Written problem :: Could you recast the rows as a numbered list, from the first line of the rows up to and including the line with "[211,212,294,301]", with blank lines dropped and the pictures left out?

* Begin *

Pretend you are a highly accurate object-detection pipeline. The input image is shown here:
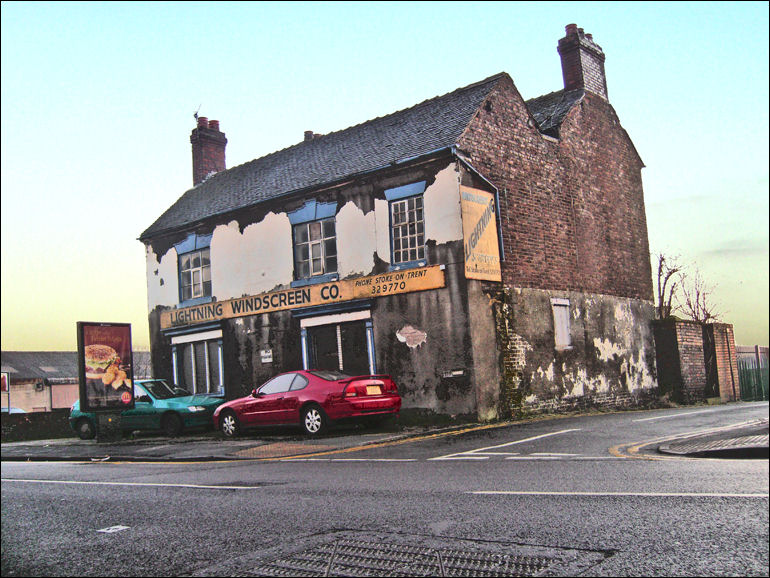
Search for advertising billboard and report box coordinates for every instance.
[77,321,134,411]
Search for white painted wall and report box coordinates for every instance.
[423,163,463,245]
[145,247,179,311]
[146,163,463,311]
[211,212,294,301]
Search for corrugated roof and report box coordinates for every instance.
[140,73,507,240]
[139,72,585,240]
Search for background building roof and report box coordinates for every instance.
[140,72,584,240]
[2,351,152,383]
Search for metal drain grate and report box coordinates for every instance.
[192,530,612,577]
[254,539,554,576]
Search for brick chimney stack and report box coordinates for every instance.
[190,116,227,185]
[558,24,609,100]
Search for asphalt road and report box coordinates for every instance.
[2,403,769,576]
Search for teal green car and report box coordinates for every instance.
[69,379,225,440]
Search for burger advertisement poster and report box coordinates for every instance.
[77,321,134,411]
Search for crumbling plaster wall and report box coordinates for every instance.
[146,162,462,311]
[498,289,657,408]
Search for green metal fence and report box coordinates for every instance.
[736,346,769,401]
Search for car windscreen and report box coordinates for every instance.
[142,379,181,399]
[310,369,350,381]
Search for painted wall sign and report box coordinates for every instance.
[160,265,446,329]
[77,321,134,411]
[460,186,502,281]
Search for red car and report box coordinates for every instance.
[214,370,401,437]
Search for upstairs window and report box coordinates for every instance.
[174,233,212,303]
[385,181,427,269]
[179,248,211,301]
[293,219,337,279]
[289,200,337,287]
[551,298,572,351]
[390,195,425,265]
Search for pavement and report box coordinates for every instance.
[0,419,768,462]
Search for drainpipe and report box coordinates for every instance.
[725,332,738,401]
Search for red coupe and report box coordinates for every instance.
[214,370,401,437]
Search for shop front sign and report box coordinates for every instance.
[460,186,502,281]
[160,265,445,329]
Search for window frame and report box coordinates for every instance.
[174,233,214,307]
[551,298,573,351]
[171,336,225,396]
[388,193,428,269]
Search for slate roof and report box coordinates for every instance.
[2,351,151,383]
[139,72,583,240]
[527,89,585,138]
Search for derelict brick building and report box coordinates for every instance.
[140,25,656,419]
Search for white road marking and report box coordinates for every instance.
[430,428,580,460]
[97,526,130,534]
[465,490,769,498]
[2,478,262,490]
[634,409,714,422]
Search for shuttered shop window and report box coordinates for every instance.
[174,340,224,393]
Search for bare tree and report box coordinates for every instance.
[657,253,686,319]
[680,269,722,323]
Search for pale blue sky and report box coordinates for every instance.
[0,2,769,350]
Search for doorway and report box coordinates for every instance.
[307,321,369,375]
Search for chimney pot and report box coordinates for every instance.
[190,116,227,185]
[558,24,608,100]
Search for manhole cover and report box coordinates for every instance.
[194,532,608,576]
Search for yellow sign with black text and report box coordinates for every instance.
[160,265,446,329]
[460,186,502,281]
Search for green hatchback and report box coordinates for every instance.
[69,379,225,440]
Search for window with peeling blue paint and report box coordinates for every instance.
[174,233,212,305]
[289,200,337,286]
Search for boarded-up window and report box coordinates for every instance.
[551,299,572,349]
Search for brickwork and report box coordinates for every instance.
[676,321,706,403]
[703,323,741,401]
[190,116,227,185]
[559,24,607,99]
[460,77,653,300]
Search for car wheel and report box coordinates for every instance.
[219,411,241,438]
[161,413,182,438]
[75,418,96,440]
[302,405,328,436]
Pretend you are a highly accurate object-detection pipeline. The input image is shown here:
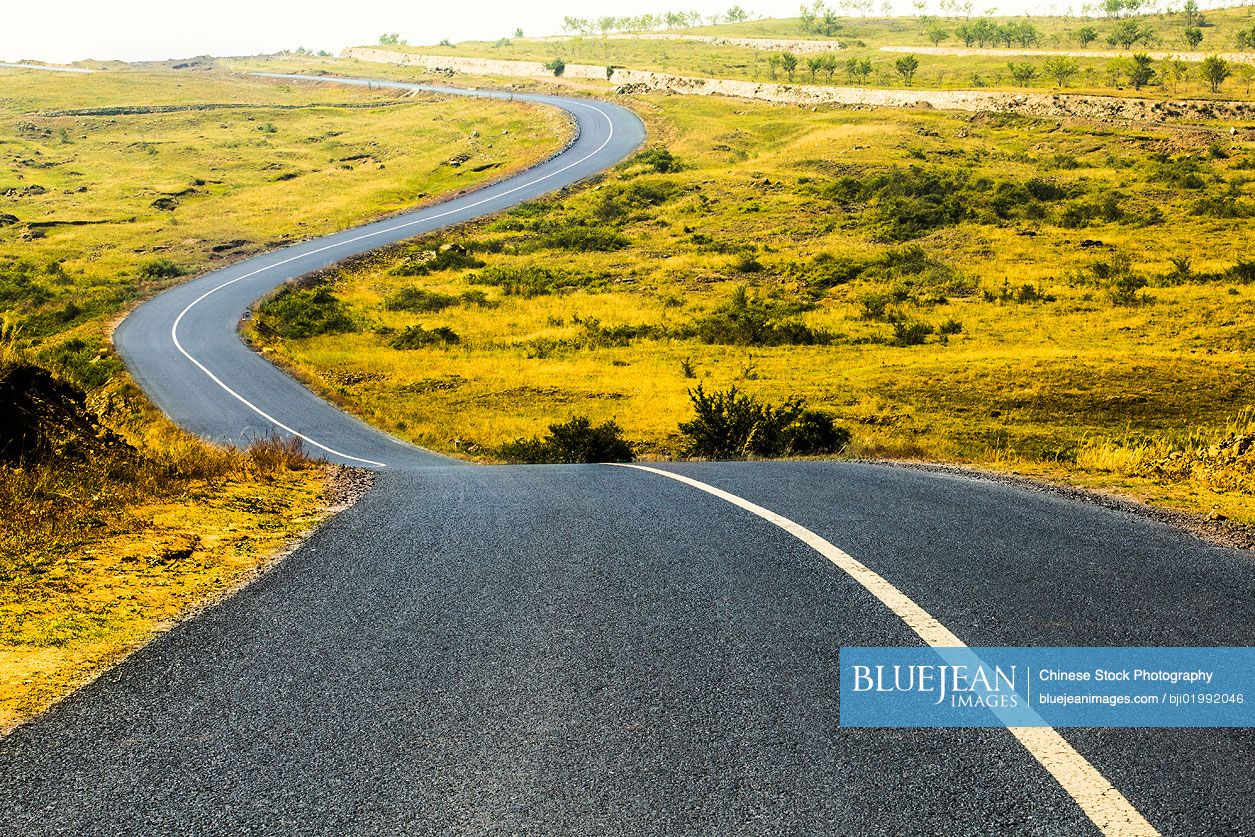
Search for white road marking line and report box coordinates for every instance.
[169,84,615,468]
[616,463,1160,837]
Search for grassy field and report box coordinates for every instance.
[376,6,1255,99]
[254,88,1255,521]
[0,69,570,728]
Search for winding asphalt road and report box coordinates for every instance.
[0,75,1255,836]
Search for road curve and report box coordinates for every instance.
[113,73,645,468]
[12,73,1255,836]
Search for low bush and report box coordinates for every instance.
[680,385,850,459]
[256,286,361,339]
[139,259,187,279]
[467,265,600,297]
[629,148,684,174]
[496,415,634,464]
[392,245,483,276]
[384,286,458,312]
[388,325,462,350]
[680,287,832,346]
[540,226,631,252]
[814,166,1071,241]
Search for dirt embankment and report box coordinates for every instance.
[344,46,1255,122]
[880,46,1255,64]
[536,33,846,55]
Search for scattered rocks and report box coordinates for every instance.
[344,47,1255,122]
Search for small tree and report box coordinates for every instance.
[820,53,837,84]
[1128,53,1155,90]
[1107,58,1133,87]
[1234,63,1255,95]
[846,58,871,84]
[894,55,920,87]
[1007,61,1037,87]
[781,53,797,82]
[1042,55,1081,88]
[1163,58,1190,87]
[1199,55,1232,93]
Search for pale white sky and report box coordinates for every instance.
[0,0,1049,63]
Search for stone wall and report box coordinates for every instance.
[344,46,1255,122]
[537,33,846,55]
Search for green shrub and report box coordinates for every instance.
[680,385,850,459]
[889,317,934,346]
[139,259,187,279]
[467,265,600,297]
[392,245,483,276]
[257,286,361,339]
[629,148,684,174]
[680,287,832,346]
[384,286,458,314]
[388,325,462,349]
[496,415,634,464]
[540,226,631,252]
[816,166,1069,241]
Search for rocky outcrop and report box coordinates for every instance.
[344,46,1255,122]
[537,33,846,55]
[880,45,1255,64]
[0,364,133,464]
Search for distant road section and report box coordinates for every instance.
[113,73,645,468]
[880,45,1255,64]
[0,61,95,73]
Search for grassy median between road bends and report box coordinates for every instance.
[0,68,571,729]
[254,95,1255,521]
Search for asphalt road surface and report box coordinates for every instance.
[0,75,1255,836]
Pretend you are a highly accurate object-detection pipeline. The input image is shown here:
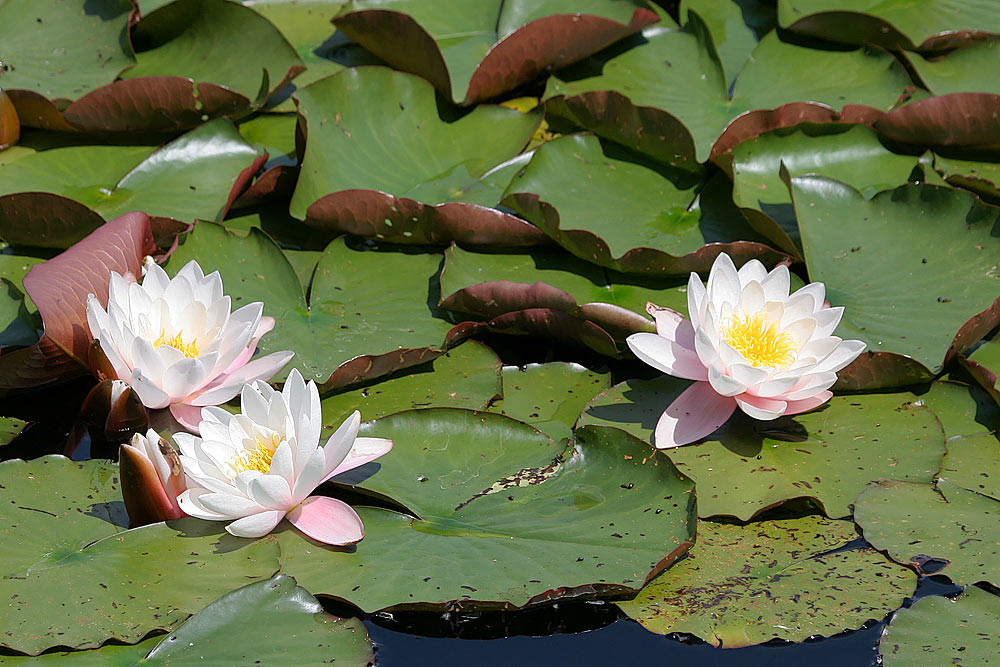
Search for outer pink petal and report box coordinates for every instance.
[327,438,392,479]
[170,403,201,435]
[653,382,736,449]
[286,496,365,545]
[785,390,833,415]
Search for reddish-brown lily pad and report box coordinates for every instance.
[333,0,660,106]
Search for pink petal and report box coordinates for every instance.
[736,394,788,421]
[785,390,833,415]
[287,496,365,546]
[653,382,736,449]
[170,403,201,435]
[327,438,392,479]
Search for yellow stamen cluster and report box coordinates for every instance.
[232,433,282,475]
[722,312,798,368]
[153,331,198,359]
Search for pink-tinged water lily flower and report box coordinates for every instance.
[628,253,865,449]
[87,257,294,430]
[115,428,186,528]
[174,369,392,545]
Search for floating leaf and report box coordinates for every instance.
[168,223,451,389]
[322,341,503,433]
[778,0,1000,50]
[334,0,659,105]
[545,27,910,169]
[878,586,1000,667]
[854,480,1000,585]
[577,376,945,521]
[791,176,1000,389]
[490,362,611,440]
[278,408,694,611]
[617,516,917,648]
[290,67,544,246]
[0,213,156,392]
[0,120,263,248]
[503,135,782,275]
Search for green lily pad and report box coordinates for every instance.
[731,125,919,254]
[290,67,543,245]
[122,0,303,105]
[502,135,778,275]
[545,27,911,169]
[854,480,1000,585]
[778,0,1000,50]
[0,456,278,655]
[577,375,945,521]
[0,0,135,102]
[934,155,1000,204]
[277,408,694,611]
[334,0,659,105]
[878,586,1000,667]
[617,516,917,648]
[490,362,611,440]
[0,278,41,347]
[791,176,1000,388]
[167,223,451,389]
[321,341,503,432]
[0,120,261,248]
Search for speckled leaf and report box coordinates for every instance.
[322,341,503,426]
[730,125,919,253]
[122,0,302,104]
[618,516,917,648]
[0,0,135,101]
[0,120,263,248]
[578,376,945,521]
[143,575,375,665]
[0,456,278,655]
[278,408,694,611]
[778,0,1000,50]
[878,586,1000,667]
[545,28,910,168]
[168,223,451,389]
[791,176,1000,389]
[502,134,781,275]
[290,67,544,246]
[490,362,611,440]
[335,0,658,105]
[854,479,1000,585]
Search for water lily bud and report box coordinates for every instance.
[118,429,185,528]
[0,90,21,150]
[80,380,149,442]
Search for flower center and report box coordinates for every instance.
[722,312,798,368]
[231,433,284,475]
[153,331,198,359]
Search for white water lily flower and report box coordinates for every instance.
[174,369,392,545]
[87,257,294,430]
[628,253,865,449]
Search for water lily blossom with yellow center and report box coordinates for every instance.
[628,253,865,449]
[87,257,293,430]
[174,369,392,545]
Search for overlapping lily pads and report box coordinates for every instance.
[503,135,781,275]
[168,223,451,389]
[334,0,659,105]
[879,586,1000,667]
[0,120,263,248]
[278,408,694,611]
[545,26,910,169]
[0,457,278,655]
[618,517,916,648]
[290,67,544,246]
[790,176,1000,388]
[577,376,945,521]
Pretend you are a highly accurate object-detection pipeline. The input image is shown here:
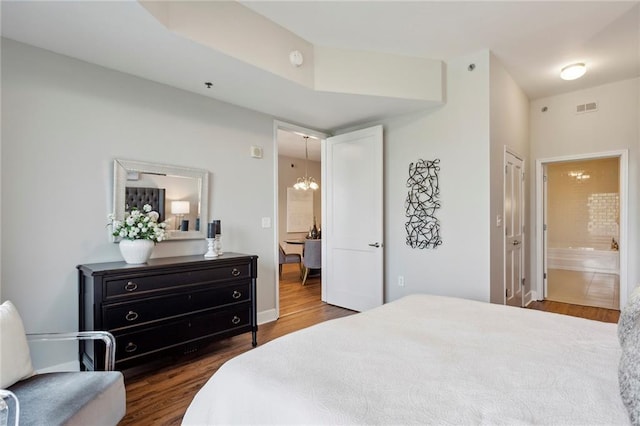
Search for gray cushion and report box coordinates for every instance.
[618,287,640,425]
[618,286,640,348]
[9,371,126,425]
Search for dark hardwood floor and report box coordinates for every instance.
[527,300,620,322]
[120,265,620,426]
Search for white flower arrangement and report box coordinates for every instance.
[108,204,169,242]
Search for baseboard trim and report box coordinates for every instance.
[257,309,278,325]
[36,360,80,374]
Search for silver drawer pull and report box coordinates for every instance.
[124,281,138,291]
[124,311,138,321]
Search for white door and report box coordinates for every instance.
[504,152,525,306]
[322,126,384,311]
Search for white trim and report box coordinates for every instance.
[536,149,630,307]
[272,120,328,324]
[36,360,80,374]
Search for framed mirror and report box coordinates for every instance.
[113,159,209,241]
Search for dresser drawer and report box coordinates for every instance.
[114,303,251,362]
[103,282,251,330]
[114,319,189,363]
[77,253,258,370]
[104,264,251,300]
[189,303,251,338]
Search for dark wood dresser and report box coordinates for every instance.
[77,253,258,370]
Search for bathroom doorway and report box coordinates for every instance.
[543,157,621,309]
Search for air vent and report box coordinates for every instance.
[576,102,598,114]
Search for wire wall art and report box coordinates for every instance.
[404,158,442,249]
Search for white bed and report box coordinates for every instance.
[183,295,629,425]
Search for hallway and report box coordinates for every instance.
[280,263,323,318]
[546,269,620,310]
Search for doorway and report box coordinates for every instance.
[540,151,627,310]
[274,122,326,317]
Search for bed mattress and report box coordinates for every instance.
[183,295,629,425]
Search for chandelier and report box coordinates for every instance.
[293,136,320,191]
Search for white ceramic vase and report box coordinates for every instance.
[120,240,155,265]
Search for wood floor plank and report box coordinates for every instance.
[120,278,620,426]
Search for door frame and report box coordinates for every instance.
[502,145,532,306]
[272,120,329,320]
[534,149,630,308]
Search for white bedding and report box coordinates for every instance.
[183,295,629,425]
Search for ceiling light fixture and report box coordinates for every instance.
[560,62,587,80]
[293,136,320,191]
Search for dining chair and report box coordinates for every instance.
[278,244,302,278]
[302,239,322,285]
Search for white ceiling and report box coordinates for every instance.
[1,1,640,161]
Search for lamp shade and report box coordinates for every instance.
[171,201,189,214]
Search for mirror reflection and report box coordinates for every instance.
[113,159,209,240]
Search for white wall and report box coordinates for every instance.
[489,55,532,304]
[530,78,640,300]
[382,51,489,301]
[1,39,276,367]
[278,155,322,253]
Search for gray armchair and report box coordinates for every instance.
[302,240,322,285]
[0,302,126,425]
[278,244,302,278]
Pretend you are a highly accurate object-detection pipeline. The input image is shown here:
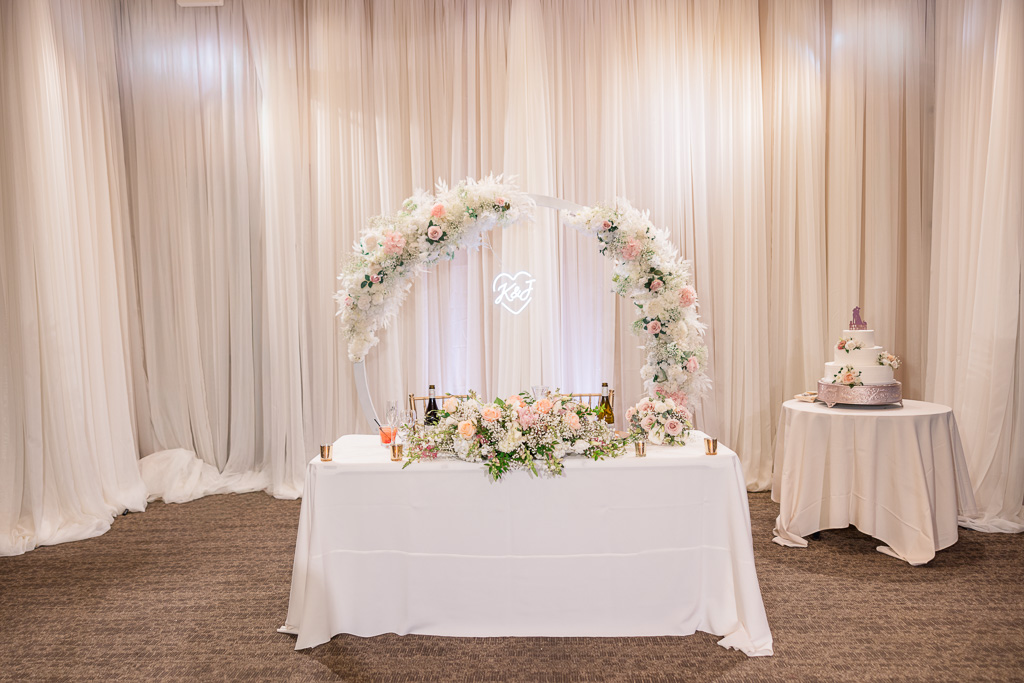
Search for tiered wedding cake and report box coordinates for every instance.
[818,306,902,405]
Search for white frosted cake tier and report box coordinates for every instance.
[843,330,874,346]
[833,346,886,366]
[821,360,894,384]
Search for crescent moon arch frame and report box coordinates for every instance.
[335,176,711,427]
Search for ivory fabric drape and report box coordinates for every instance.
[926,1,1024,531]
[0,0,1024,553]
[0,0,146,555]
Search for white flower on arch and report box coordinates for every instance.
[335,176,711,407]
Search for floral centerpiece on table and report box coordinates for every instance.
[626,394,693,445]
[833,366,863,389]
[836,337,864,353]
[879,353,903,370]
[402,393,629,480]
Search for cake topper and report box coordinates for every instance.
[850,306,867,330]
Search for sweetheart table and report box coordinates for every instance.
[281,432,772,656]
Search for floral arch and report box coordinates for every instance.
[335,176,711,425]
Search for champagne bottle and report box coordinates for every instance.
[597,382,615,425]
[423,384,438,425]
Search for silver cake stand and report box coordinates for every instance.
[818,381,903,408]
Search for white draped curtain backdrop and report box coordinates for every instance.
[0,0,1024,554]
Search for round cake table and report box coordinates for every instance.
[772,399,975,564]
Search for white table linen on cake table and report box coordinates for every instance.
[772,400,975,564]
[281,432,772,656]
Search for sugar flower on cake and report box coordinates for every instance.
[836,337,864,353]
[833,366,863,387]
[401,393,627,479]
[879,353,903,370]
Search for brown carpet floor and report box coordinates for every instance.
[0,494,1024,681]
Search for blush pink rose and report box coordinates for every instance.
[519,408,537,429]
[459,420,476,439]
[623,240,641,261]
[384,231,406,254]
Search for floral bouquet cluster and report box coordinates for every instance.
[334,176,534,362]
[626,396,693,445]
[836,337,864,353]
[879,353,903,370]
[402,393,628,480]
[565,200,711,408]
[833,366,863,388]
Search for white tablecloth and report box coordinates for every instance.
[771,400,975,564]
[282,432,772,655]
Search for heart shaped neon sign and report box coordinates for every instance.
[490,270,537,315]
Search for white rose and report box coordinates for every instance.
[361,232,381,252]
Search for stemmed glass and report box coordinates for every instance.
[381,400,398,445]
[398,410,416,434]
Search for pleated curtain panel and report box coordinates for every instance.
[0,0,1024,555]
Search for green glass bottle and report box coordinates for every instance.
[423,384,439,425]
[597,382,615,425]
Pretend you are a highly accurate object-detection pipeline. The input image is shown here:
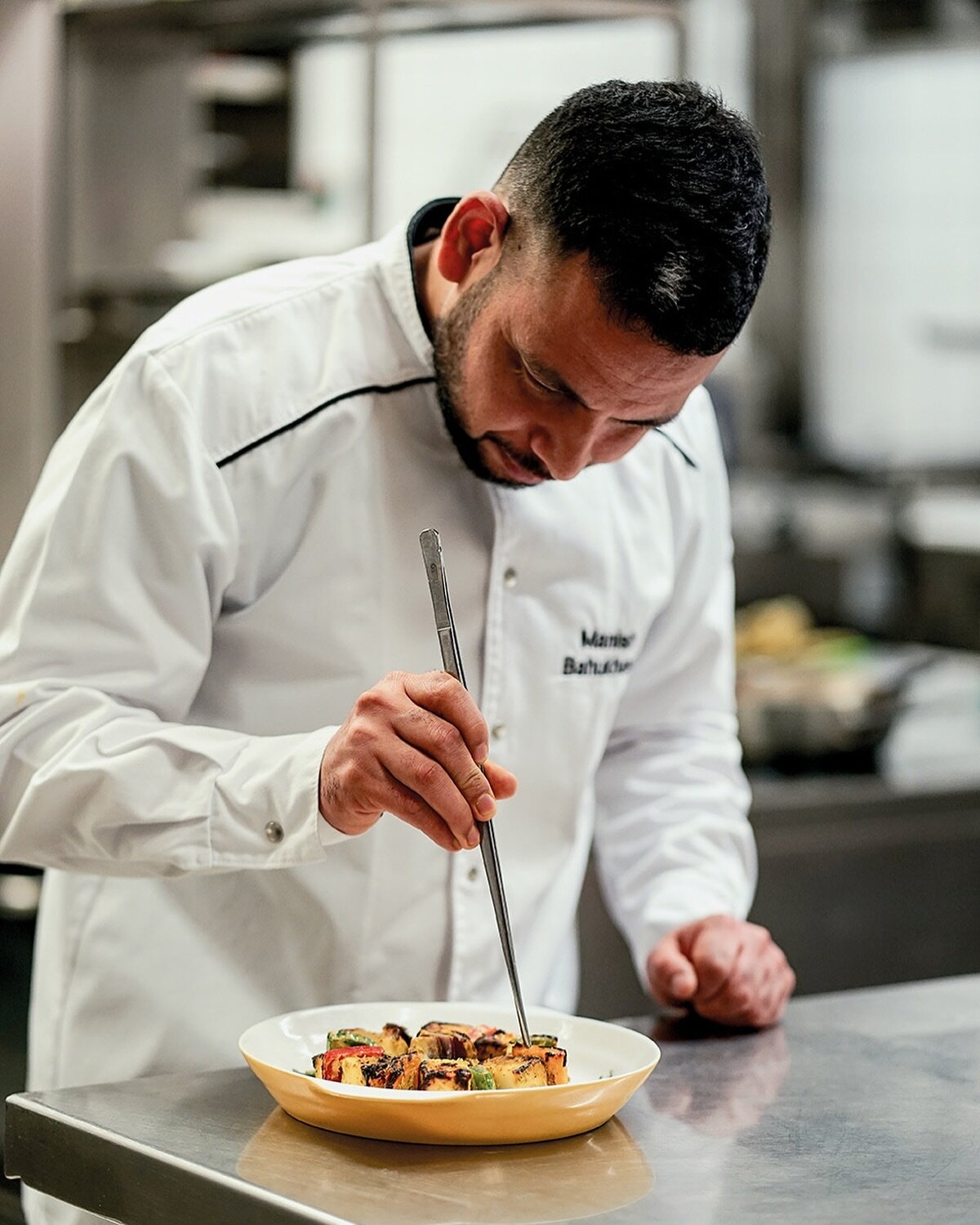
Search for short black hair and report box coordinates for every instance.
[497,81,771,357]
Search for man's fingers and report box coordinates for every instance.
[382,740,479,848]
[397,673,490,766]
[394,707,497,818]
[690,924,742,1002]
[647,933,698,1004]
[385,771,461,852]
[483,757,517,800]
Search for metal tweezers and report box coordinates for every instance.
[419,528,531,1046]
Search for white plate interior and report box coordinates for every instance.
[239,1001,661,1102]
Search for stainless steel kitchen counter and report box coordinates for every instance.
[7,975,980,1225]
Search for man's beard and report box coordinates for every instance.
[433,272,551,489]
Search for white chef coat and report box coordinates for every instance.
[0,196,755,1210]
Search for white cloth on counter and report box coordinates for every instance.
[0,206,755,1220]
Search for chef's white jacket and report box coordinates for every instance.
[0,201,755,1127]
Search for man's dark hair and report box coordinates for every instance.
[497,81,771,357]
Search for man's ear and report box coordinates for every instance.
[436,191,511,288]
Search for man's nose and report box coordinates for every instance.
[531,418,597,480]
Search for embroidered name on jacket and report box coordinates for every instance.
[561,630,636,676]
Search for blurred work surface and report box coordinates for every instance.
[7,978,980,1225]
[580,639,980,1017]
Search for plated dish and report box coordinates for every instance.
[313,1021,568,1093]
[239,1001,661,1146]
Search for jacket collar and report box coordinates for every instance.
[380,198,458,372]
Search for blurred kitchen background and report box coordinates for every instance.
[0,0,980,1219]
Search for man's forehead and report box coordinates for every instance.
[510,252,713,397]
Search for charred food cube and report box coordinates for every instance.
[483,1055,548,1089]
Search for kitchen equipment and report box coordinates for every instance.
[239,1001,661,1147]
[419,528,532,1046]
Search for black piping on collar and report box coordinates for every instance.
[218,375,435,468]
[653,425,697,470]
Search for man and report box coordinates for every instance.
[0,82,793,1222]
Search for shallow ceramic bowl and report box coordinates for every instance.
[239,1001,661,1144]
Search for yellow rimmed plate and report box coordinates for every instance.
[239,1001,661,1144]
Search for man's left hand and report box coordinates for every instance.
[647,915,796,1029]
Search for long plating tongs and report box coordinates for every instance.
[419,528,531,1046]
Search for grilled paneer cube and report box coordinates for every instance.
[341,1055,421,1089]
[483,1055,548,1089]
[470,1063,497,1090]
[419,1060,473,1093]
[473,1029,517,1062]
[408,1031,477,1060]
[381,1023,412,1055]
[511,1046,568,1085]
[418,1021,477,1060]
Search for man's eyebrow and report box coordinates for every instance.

* End *

Problem solution ::
1. Pretend you are a highly accurate object-detection pipeline. The input image is shown here:
2. Search for advertising billboard and report box coordinates for every instance.
3. [77,321,134,411]
4. Search for white painted wall and report box coordinates for every instance.
5. [423,163,463,245]
6. [145,247,179,311]
7. [146,163,463,311]
8. [211,212,294,301]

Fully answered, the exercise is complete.